In Albanien entwickelt sich der Tourismus strikt privatwirtschaftlich in den großen Zentren Durrës und Saranda. Die albanische Regierung beabsichtigt, einen Masterplan für die touristische Entwicklung zu erstellen, wie Genc Ruli, Minister für Wirtschaft, betonte. 2008 besuchten rund 38.000 deutsche Touristen das Land, was bezogen auf das Potenzial vergleichsweise wenig ist. Der Leiter der deutschen Delegation, Hans-Jürgen Müller, riet in der Abschlussveranstaltung in Tirana dazu, Missverständnisse und Fehleinschätzungen zu vermeiden. Es müsse darum gehen, diejenigen Touristengruppen zu definieren, die die spezifischen Wettbewerbsvorteile Albaniens wahrnehmen wollten.
In Mitteleuropa suche man verstärkt nach Möglichkeiten, Erlebnisurlaub in mehreren Balkanstaaten zur verbinden, weil die Tourismusziele über alle Länder verteilt sind und der Zugang für ausländische Touristen gewährleistet sein muss. Grenzübergreifende Kooperation ist also dringend notwendig, wenn alle Länder ihre Tourismuswirtschaft weiterentwickeln wollen. Man erhofft sich Investitionen in großem Stil, die allerdings nur dann stattfinden, wenn der Investor sich konkreten Gewinn verspricht und die Gäste das international übliche Leistungsniveau erwarten dürfen. Mit dem Tourismusstandard der 80er Jahre erreicht man den mitteleuropäischen Touristen des Jahres 2010 voraussichtlich nicht mehr. Aus deutscher Sicht besteht vor allem in Montenegro ein unscharfes Bild von den Erwartungshaltungen der deutschen Touristen.
Identifikation der Zielgruppen
In allen drei besuchten Staaten müssen die touristischen Zielgruppen konkret identifiziert werden, um die passenden Angebote zu entwickeln. In mancher Hinsicht bot sich in Mazedonien die bessere Ausgangslage als in Montenegro, während Albanien zwar den regionalen Tourismus sehr stark hat ausbauen können und dadurch auch im größeren Umfang stabile Einnahmen erzielt und damit weitere Investitionen tätigen kann, doch fehlt es noch an spezialisierten Angeboten für zentraleuropäische Touristengruppen.
Abgeschlossen wurde die Mission mit einer Sitzung im albanischen Ministerium für Tourismus. Trotz hochrangiger Eröffnung blieben leider nur vergleichsweise wenige albanische Fachleute lange genug, um das Resümee der grenzübergreifenden Mission der Deutsch-Albanischen Wirtschaftsgesellschaft und ihrer Partnerorganisationen aufzunehmen sowie die Erfahrungsberichte einer Ost-Ausschuss-Delegation, die nur Südalbanien bereist hatte, zu diskutieren.

DATENSATZEINTRÄGE:

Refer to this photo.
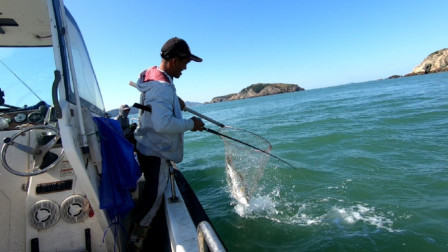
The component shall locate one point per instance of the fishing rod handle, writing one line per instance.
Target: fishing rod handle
(204, 117)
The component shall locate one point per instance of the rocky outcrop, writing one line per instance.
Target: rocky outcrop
(260, 89)
(436, 62)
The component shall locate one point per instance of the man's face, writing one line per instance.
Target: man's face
(179, 65)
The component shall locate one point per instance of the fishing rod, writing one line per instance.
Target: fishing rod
(231, 138)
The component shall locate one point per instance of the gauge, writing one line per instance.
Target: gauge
(20, 117)
(35, 117)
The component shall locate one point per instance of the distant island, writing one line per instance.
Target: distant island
(436, 62)
(259, 89)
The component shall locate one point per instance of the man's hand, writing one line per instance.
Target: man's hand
(182, 104)
(198, 124)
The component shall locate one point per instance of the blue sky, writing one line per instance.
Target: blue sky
(313, 44)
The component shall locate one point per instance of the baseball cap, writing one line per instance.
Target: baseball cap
(177, 47)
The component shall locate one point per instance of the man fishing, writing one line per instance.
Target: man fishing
(160, 133)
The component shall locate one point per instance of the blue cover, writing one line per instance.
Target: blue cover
(120, 169)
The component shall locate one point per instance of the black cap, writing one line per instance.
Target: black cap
(177, 47)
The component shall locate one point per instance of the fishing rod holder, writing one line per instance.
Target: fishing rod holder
(173, 197)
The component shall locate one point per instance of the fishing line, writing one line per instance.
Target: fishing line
(249, 145)
(231, 138)
(40, 99)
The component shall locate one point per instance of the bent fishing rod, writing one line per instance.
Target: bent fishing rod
(231, 138)
(149, 109)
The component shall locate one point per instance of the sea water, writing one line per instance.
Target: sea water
(371, 168)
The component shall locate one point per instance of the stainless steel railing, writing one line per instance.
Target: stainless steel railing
(208, 240)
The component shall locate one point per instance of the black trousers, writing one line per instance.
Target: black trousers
(150, 167)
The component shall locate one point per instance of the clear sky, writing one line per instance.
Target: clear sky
(313, 44)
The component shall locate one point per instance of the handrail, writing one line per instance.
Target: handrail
(207, 238)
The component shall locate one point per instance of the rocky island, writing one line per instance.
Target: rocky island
(436, 62)
(260, 89)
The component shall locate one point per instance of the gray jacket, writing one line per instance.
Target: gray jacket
(161, 132)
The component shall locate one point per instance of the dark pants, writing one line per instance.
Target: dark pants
(150, 166)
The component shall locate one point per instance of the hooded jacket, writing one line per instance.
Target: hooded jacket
(160, 132)
(124, 121)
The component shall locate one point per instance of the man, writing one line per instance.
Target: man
(123, 117)
(160, 133)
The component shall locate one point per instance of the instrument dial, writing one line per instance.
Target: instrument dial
(20, 117)
(35, 117)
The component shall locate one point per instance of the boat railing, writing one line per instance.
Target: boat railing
(208, 240)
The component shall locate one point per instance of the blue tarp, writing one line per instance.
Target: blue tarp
(120, 169)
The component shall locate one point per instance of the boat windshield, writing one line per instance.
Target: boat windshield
(26, 76)
(27, 73)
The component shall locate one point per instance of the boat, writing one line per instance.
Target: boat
(52, 158)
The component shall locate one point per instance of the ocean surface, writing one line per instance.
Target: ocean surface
(371, 168)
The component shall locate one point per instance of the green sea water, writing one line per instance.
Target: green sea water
(371, 168)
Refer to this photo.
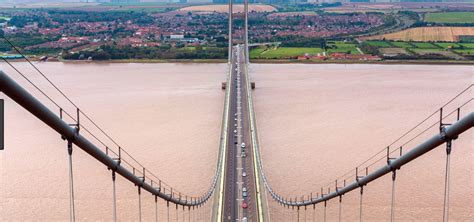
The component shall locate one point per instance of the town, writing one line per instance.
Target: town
(102, 35)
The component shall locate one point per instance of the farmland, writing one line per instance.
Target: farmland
(448, 49)
(450, 17)
(225, 8)
(425, 34)
(293, 52)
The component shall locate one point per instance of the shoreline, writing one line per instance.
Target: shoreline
(270, 61)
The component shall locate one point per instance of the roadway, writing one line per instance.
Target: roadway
(239, 160)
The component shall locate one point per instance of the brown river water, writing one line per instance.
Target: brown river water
(315, 122)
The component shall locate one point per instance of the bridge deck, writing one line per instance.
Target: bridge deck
(239, 159)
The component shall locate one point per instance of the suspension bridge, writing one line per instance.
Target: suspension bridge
(239, 189)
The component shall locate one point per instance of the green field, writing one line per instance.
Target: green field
(255, 53)
(402, 44)
(465, 51)
(282, 52)
(381, 44)
(427, 50)
(342, 47)
(447, 45)
(450, 17)
(467, 45)
(424, 45)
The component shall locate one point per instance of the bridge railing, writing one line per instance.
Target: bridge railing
(366, 172)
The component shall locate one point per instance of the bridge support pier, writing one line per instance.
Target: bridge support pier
(446, 181)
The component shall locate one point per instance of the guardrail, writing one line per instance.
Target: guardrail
(259, 179)
(217, 216)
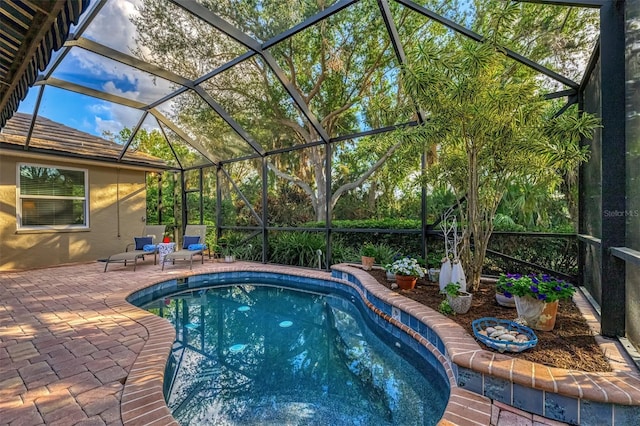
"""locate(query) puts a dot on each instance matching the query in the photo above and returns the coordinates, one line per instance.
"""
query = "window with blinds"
(51, 197)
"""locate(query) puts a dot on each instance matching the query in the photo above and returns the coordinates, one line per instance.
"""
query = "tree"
(489, 124)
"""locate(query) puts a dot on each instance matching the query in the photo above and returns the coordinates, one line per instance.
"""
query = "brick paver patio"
(74, 352)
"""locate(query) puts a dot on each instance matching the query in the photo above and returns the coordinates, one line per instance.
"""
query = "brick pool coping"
(73, 351)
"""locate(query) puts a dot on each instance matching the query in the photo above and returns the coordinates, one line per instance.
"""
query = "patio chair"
(193, 243)
(142, 246)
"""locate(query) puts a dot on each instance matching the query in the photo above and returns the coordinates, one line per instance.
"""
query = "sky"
(89, 114)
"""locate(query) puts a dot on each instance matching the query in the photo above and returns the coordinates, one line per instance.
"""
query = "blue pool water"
(265, 355)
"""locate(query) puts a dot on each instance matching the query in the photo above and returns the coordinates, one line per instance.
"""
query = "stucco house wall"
(116, 213)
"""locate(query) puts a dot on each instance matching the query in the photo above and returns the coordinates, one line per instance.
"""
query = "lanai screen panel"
(253, 96)
(347, 71)
(163, 34)
(96, 72)
(386, 169)
(203, 128)
(297, 186)
(241, 188)
(264, 19)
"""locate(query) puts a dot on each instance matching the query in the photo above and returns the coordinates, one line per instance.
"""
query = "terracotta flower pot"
(406, 282)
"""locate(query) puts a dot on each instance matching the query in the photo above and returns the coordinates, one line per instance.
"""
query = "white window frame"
(20, 197)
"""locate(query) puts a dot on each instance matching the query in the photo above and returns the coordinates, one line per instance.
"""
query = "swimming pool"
(260, 353)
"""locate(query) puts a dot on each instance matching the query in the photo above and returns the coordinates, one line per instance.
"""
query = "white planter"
(457, 275)
(445, 274)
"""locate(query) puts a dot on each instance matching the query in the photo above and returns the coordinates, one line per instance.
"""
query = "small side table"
(164, 249)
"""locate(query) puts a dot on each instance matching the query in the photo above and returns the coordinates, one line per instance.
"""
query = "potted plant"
(388, 266)
(536, 297)
(459, 300)
(407, 271)
(229, 256)
(368, 253)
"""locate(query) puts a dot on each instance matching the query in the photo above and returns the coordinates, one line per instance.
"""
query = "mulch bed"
(569, 345)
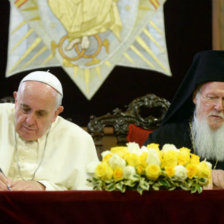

ARBEITSANWEISUNG:
Gib den Auszug zum Tourismus auf dem Balkan erneut wieder, beginnend mit "Identifikation der Zielgruppen" und endend mit "für zentraleuropäische Touristengruppen.", und benenne dabei "Zielgruppen" in "Kundengruppen" um. Verwende ausschließlich den Auszug.

SCHRIFTLICHE ANTWORT:
Identifikation der Kundengruppen
In allen drei besuchten Staaten müssen die touristischen Kundengruppen konkret identifiziert werden, um die passenden Angebote zu entwickeln. In mancher Hinsicht bot sich in Mazedonien die bessere Ausgangslage als in Montenegro, während Albanien zwar den regionalen Tourismus sehr stark hat ausbauen können und dadurch auch im größeren Umfang stabile Einnahmen erzielt und damit weitere Investitionen tätigen kann, doch fehlt es noch an spezialisierten Angeboten für zentraleuropäische Touristengruppen.